Dataset records

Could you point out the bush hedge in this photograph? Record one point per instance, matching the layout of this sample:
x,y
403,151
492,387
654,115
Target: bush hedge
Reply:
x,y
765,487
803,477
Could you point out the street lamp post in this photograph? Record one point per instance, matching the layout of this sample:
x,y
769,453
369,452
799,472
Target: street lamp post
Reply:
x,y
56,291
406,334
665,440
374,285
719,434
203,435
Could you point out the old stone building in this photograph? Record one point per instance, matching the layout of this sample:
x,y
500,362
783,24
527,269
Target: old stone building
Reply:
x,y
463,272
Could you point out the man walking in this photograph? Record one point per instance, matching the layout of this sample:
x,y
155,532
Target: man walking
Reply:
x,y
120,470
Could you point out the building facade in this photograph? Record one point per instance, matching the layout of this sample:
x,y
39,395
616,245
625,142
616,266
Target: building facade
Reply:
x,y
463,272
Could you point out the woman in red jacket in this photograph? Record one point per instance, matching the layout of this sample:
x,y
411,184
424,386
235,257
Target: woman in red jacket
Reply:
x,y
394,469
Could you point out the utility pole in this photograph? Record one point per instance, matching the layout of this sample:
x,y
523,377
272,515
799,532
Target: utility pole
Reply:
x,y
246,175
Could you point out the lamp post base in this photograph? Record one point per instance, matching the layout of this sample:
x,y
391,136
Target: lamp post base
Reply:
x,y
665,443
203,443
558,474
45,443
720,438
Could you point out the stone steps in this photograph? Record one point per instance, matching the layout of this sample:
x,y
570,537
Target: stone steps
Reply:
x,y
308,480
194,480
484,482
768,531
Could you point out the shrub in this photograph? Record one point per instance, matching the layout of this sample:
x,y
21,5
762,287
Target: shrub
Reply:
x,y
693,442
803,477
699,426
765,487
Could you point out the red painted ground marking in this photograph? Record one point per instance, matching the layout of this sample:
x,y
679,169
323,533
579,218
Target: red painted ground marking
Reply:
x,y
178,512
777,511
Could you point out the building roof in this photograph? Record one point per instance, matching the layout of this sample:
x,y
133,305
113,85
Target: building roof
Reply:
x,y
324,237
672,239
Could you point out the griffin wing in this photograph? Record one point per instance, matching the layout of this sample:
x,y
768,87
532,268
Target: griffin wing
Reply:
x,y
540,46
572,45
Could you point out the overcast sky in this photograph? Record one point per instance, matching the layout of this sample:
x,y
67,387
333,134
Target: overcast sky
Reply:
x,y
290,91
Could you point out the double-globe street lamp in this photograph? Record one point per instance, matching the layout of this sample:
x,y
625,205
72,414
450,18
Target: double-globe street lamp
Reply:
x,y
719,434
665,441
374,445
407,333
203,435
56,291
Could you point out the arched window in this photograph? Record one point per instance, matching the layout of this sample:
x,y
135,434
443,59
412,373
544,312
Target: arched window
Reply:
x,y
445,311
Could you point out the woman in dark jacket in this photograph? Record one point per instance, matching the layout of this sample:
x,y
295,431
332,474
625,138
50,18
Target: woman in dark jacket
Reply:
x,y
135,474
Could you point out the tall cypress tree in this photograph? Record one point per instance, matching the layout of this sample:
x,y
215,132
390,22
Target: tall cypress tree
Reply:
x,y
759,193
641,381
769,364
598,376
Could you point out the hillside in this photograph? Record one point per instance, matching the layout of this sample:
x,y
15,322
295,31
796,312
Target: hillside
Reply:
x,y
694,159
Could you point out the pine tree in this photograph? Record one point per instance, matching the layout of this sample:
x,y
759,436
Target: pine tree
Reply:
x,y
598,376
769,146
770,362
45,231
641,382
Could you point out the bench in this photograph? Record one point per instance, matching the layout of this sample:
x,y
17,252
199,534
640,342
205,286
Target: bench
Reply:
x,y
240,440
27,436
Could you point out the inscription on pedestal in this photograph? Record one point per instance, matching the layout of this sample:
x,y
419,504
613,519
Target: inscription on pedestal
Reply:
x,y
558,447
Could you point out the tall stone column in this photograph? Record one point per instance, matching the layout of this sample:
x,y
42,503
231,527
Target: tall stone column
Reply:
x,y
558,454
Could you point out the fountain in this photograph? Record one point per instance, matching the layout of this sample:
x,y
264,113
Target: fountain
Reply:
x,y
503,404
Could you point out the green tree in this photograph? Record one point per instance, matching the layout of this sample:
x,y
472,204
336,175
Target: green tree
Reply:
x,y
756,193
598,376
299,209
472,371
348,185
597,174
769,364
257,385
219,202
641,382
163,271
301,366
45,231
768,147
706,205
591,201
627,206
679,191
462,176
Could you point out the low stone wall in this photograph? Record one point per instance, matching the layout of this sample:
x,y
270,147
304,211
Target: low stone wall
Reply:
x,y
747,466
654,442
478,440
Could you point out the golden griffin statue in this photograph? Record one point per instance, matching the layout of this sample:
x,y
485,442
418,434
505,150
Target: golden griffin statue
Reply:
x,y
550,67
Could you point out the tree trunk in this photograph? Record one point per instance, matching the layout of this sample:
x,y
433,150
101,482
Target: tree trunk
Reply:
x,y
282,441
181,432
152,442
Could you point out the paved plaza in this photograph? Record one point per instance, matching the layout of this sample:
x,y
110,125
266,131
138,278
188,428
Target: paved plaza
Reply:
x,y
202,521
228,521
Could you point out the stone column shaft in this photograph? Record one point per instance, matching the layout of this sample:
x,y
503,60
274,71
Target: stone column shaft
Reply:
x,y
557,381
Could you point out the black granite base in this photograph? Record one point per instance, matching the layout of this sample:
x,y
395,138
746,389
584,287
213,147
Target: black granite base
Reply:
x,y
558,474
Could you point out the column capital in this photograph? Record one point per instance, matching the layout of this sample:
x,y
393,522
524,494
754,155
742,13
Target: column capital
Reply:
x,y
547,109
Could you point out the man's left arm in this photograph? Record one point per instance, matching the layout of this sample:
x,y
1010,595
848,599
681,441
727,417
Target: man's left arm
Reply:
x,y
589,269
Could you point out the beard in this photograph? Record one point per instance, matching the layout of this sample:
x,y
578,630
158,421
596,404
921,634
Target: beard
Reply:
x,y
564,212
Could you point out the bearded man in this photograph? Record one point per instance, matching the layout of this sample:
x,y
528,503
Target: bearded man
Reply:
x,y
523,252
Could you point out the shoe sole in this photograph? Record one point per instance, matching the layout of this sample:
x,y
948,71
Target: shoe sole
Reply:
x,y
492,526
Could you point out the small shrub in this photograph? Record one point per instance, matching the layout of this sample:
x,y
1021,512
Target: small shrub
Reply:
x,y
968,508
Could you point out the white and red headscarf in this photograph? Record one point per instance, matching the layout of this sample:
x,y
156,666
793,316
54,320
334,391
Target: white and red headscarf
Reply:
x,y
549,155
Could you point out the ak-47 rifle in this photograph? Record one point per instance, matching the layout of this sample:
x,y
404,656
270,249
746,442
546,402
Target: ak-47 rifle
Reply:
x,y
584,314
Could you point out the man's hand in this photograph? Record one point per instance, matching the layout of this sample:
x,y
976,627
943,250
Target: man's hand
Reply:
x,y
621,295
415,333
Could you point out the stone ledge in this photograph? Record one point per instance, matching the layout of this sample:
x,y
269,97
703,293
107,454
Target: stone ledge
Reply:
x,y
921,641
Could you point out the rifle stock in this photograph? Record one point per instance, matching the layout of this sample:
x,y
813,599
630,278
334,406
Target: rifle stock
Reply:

STATED EXERCISE: Repeat all of the records above exactly as written.

RESULT FOR THIS EXERCISE:
Could you point out the bush hedge in this photograph? Record one point per instance, matching the layout of this sample:
x,y
403,151
492,387
654,115
Target: bush hedge
Reply:
x,y
765,487
803,477
Could you point out the street lamp post in this photograph? Record one point per instance, matching the layout of this sample:
x,y
769,453
369,452
799,472
Target: street lamp post
Reply:
x,y
56,291
406,334
665,440
374,285
719,434
203,435
Could you point out the old stone building in this photograph? Record one point per instance, matching the layout of this sample:
x,y
500,362
783,24
527,269
Target: old stone building
Reply:
x,y
463,272
Could you point out the man walking in this photograph? Record one point per instance, matching the layout of this sample:
x,y
155,532
Target: man walking
Reply:
x,y
120,470
Could you point out the building facade in this photograph? Record one point per instance, matching the layout of this sample:
x,y
39,395
616,245
625,142
616,266
Target: building facade
Reply:
x,y
463,272
Could you point out the woman in red jacket in this photograph? Record one point per instance, matching the layout of this sample:
x,y
411,184
424,386
235,257
Target: woman in red jacket
Reply:
x,y
394,469
Could you point out the utility pole in this photograph? Record one point per instance, matching the layout of this sample:
x,y
523,377
272,515
799,532
Target: utility pole
Reply:
x,y
246,175
Could you point out the lamp post base in this photograph? Record one point per instance, matching the layout of this sample:
x,y
391,136
Target: lamp post base
Reply:
x,y
665,443
203,443
558,474
45,443
720,438
Could you point out the stone steps in this photograph? Record one point per instance, matching the layout of this sample:
x,y
570,537
Target: stone steps
Reply:
x,y
308,480
194,480
484,482
768,531
Could you point out the shrub in this photograph? Record one point per instance, matching the layout of this sample:
x,y
21,5
762,287
Target: shrub
Reply:
x,y
693,442
803,477
699,426
765,487
Could you point out the red painted ground marking in this photograph? Record one point per instance, matching the layout of this sample:
x,y
679,169
323,533
579,218
Target: red painted ground marking
Reply:
x,y
178,512
777,511
Could you point out the building roof in this photograph? Record one point per instance, matching the layout of this sample:
x,y
133,305
113,85
Target: building roof
Reply:
x,y
324,237
672,239
Could you point out the griffin wing in this photograph? Record one point per instance, matching the layout of this sample:
x,y
768,87
532,268
Target: griffin wing
Reply:
x,y
540,46
572,45
Could you point out the overcast sky in this photograph? Record one point per instance, matching the layout of this sample:
x,y
67,387
333,134
Target: overcast sky
Reply:
x,y
290,91
Could you point out the double-globe street lamp in this photograph? Record one point per instance, matching the layout of this sample:
x,y
625,205
72,414
450,18
Target: double-globe street lamp
Reply:
x,y
719,434
665,441
374,445
407,333
203,435
56,291
Could you point out the arched window in this photograph? Record one point per instance, matching the layout of this sample:
x,y
135,434
443,59
412,373
544,312
Target: arched window
Reply:
x,y
445,311
Could you point out the woman in dark jacket in this photograph? Record one point per instance, matching the layout of this sample:
x,y
295,431
332,474
625,138
50,18
Target: woman in dark jacket
Reply:
x,y
135,474
Could you point out the tall cypress tree in this photograph? Record one point per instance, matching the layout of this sample:
x,y
215,132
390,22
Target: tall cypress tree
Reply:
x,y
759,193
641,381
769,364
598,376
Could you point out the hillside in this photograph? Record one point per instance, matching the layout of this sample:
x,y
15,322
295,31
796,312
Target: hillside
Reply:
x,y
694,159
Could you point out the pine tree in this photograph? Record one point per instance, matching the layout of this sample:
x,y
759,436
Target: pine tree
Reply:
x,y
598,376
769,146
770,362
45,231
641,382
Could you point out the bench in this photograph? Record one point per instance, matching the layout of this sample:
x,y
17,252
199,534
640,342
205,286
Target: bench
Reply:
x,y
240,440
27,436
Could you point out the inscription on pedestal in this photograph? Record one point per instance, matching the layout of this sample:
x,y
419,504
613,519
Target: inscription on pedestal
Reply:
x,y
558,447
Could you point out the tall stone column in this photograph? Record one point per instance, matching the layout of this sample:
x,y
42,503
231,527
Target: tall stone column
Reply:
x,y
558,454
Could you point out the fountain in this photograph? Record one point per instance, matching the layout of this sample:
x,y
264,113
Target: fountain
Reply:
x,y
503,404
Could you point out the green tree in this photograph? Record one point per instance, matching the layout of this sample:
x,y
472,204
336,175
Target: green tree
Reply:
x,y
756,193
598,376
299,209
472,371
348,185
597,174
769,364
257,385
219,202
641,382
163,271
301,366
45,231
768,147
706,205
591,201
627,206
679,191
462,176
Could you point out the low stone wall in this photograph? Record one point per instance, matching the layout of this sample:
x,y
270,147
304,211
Target: low stone wall
Reply:
x,y
747,466
654,442
478,440
Could you point out the golden griffin statue in this photograph? Record one point per instance, matching the layout of this sample:
x,y
485,442
418,434
505,150
Target: golden griffin statue
Reply:
x,y
550,67
Could you point out the tree trunk in this photograph? Record one point per instance, matching the layout of this sample:
x,y
433,150
101,482
Target: tree trunk
Reply:
x,y
282,441
181,432
152,442
Could you point out the paved plaza in this photograph? Record one point per instance, matching the layout of this sample:
x,y
110,125
266,131
138,278
188,428
Target: paved plaza
Reply:
x,y
202,521
228,521
Could you point out the stone column shaft in this photograph? Record one point per instance, matching the layout of this sample:
x,y
503,60
274,71
Target: stone column shaft
Reply:
x,y
557,381
Could you point out the black granite base in this photograph? Record one point per instance, matching the layout of this sample:
x,y
395,138
746,389
584,287
213,147
Target: black granite base
Reply:
x,y
558,474
Could you point out the column capital in this photograph? Record one point per instance, matching the layout of this sample:
x,y
393,522
524,494
754,155
742,13
Target: column capital
Reply:
x,y
547,109
Could you point out the man's left arm in this photograph? Record one point per instance, matching the layout of this sample:
x,y
1010,595
848,599
681,441
727,417
Target: man's left arm
Reply:
x,y
589,269
Could you point out the beard in this photograph? Record one point per instance, matching the layout of this sample:
x,y
578,630
158,421
596,404
921,634
Target: beard
Reply:
x,y
564,212
Could you point out the bearded man in this photograph? Record one point per instance, matching the layout of this sample:
x,y
528,503
Target: bearded man
Reply:
x,y
523,252
Could you point out the shoe sole in this photograph? Record one point per instance, matching the layout of this sample:
x,y
948,71
Target: shoe sole
Reply:
x,y
492,526
Could you point out the small shrub in this photograph? Record one point per instance, matching the layout of this sample:
x,y
1021,512
Target: small shrub
Reply:
x,y
968,508
Could you point out the white and red headscarf in this photograph? Record one point per instance, matching the layout of this sample:
x,y
156,666
793,316
54,320
334,391
Target: white and red headscarf
Reply:
x,y
549,155
Could you point out the ak-47 rifle in this photograph? Record one point per instance, matching the layout of this sample:
x,y
404,656
270,249
746,442
546,402
Target: ak-47 rifle
Reply:
x,y
584,314
Could you point out the man's hand in this photograph? Record one point per instance, matching the layout of this sample:
x,y
976,627
943,250
Target: man's hand
Reply:
x,y
621,295
415,333
Could you point out the stone ledge in this photograph? Record one point per instance, matching the layout of this sample:
x,y
269,97
703,293
107,454
Target: stone ledge
Reply:
x,y
921,641
Could you point out the rifle stock in this photograph? Record one point per instance, matching the layout of this sample:
x,y
813,599
630,278
334,406
Target: rifle stock
Reply:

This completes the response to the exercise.